Bene, questi erano i film che mi sono piaciuti (o abbastanza piaciuti) in quest’ultimo mese e un po’. Volevo scrivere da tempo questo post e poi, per un motivo o per l’altro, non riuscivo mai.

Ne manca uno, che ho lasciato alla fine perché vince il Premio Pellastar del periodo fine ottobre-novembre-inizio dicembre. Ed è La vie d’Adèle, di Abdellatif Kechiche, con Adèle Exarchopoulos e Léa Seydoux.

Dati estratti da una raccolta
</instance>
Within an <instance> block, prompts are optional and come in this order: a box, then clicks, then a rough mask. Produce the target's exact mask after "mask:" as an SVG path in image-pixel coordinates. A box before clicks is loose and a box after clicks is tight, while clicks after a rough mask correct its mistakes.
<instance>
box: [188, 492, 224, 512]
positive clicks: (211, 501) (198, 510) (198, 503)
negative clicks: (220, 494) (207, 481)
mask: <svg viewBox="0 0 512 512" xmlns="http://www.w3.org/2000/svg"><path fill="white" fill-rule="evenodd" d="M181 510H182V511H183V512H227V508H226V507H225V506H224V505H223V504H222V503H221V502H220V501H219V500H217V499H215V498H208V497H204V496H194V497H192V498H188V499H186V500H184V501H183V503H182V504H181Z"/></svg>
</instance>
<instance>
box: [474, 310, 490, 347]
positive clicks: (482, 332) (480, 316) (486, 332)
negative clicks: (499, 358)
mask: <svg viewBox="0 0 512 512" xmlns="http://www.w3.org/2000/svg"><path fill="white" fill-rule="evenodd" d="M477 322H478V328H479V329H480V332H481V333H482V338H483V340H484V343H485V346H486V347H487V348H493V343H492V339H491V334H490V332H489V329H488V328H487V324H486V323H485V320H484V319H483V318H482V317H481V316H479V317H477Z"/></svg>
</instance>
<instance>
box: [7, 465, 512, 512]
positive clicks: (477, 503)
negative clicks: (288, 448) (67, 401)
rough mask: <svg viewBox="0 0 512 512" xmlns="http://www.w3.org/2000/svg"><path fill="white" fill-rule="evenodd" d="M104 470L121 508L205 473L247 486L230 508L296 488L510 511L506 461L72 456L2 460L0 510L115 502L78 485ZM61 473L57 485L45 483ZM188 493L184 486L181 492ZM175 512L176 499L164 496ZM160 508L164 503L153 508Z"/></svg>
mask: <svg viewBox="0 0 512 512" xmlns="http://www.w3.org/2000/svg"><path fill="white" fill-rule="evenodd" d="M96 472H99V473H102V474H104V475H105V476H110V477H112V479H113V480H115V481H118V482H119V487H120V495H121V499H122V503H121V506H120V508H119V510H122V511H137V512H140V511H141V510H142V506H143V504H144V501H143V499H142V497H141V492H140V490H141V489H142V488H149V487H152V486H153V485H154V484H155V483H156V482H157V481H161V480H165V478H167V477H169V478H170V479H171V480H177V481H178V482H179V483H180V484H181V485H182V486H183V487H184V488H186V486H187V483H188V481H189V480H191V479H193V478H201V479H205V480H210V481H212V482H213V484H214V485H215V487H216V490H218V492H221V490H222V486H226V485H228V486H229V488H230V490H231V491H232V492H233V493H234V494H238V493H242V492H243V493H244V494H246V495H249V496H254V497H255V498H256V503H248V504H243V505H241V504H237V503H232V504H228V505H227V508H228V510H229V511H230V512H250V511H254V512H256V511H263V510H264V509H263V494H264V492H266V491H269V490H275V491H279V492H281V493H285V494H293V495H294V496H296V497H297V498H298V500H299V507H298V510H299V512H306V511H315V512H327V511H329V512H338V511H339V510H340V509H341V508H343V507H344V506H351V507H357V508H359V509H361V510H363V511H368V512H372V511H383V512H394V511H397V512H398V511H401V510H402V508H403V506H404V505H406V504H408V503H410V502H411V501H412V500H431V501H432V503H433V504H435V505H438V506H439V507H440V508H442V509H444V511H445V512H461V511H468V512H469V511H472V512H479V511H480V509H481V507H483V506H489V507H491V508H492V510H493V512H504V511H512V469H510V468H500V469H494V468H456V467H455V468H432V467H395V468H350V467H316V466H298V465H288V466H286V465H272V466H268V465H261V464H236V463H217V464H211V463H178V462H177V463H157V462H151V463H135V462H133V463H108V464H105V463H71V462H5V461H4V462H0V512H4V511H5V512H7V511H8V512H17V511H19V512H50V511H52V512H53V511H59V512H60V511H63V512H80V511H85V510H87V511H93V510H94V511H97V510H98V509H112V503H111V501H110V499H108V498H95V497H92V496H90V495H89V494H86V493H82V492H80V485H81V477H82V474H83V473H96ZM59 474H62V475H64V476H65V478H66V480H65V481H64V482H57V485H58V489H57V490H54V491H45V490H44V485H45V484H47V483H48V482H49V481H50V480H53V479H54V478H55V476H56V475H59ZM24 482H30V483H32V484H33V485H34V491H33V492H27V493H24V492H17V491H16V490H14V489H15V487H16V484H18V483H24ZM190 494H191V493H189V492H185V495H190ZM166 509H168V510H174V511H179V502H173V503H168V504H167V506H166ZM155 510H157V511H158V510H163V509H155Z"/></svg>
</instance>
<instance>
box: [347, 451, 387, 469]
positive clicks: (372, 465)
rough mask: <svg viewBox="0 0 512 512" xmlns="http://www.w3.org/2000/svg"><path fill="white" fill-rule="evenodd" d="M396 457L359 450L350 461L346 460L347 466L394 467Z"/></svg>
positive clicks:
* * *
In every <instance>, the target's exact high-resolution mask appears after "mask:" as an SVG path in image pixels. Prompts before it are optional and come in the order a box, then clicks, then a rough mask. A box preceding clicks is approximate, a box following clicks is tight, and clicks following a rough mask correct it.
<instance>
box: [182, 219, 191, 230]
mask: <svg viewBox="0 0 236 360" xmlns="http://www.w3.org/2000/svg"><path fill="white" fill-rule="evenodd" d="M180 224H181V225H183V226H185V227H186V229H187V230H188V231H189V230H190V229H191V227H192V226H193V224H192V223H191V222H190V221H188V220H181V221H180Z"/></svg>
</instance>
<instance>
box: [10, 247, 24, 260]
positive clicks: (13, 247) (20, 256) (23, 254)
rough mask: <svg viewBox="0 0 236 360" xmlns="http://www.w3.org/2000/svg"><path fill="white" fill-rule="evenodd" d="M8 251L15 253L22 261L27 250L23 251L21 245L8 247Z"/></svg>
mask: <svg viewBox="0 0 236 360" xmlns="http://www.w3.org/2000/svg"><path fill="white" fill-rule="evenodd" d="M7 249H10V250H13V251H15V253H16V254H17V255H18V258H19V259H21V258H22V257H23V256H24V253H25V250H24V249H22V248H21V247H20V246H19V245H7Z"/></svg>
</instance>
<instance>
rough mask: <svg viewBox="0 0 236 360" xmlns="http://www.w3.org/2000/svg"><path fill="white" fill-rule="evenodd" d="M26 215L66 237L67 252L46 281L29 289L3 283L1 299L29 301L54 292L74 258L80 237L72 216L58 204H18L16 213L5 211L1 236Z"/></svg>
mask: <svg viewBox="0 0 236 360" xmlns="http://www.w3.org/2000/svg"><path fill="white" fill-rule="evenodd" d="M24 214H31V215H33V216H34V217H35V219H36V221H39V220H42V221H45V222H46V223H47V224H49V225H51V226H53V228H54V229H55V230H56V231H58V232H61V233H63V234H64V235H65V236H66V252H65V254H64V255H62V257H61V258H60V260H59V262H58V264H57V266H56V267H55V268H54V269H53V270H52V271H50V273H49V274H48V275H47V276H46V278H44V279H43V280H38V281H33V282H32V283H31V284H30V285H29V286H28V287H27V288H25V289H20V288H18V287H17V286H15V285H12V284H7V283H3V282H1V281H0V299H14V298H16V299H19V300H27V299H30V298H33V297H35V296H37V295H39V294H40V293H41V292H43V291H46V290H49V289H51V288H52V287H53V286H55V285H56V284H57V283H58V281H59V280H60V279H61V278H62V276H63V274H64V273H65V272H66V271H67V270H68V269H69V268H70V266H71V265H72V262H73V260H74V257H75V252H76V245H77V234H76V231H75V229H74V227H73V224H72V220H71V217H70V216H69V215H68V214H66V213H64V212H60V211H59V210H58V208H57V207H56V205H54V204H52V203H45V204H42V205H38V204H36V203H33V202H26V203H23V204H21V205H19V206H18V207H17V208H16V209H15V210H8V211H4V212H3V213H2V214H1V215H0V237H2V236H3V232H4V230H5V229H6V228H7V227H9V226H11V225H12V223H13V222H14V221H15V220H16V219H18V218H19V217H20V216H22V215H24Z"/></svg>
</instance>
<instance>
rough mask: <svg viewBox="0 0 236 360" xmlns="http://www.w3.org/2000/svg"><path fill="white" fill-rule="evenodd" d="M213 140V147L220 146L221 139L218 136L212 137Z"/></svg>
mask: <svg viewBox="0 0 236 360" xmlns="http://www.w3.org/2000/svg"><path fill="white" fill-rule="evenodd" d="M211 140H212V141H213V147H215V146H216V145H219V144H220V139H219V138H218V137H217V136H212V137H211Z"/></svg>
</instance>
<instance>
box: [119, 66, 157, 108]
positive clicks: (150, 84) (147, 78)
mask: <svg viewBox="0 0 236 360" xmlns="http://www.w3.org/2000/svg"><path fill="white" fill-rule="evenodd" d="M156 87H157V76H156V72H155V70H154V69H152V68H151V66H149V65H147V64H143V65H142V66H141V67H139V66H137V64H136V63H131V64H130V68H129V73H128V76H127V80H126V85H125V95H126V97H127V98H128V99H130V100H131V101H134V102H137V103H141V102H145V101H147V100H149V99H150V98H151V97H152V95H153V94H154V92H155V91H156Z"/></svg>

#### [Consegna]
Riporta senza modifiche il passo della sezione del documento da "Bene, questi erano" fino a "non riuscivo mai." compreso. L'elenco non ha alcun ruolo in questo lavoro.

#### [Risposta]
Bene, questi erano i film che mi sono piaciuti (o abbastanza piaciuti) in quest’ultimo mese e un po’. Volevo scrivere da tempo questo post e poi, per un motivo o per l’altro, non riuscivo mai.